* _QUOTED PASSAGE_
####

In Florida, this snake occurs only in the panhandle, primarily along the Apalachicola River and its tributaries, and then in the western tip of the panhandle. The FLMNH has specimens in its collections from Jackson, Calhoun, Gulf, Gadsden, Liberty, Leon, and Escambia counties. The range might extend to other nearby areas, but there are no confirmed records from other Florida counties. Outside Florida, the species ranges north to Massachusetts, and west to Texas and southeastern Nebraska.
Habitat: The preferred habitat is low, wet areas around swamps, stream beds, river bottoms, and damp ravines, but it also occurs on the hillsides above the wet areas. It also is found in suburban neighborhoods near people.
Copperhead bites are extremely painful but usually are not life-threatening for healthy adults. They can be dangerous to children or older citizens in poor health. As with all venomous snakebites, the victim should seek immediate medical care from a physician or hospital experienced in treating snakebite. Juvenile copperheads have a bright, sulfur yellow-colored tail which they hold erect and wiggle like a caterpillar to lure prey to within striking range.
Comparison with other species: This beautiful snake is often confused with juvenile cottonmouths. If you find one in Florida outside the Apalachicola River valley or the extreme western end of the panhandle, chances are you have a young cottonmouth and not a copperhead. Copperheads are often reported from southern Florida, and the people who found them become quite belligerent when their mistake is pointed out.

####

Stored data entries
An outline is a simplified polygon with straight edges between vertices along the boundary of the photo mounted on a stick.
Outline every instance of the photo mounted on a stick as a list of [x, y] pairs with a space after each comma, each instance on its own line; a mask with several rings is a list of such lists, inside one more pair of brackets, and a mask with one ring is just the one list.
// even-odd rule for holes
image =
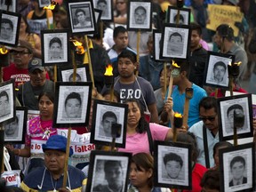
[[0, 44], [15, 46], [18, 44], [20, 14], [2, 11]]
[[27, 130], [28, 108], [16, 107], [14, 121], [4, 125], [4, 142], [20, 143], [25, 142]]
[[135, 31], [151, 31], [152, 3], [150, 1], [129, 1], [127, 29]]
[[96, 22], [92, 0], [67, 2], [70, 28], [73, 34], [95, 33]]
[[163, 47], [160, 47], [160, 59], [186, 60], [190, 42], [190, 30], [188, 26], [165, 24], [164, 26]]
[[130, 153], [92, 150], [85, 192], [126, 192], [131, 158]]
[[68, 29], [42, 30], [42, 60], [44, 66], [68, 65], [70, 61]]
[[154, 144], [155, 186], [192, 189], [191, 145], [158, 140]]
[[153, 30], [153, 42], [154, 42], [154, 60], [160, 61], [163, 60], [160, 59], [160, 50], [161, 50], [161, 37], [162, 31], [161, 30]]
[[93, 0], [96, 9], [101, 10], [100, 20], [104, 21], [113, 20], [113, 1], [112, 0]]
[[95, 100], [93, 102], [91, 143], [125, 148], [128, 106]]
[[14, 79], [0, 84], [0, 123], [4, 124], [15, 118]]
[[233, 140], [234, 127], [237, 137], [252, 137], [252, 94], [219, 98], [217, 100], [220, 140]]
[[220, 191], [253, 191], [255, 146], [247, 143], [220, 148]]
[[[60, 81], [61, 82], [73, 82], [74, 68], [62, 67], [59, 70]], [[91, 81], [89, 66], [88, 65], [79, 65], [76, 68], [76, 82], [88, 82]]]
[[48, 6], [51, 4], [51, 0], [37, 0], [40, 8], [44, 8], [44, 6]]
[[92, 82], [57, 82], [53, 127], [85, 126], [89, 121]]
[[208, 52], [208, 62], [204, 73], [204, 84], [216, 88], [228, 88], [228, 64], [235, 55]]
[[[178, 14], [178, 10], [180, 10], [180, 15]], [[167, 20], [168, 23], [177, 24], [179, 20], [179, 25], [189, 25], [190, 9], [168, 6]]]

####

* _YOUR TASK_
Answer these questions using the copperhead text:
1. In Florida, along which river and its tributaries does the snake mainly occur?
2. What color is the tail of a juvenile copperhead?
3. What snake is the copperhead often confused with?

* _EXERCISE ANSWER_
1. The Apalachicola River.
2. Bright, sulfur yellow.
3. Juvenile cottonmouths.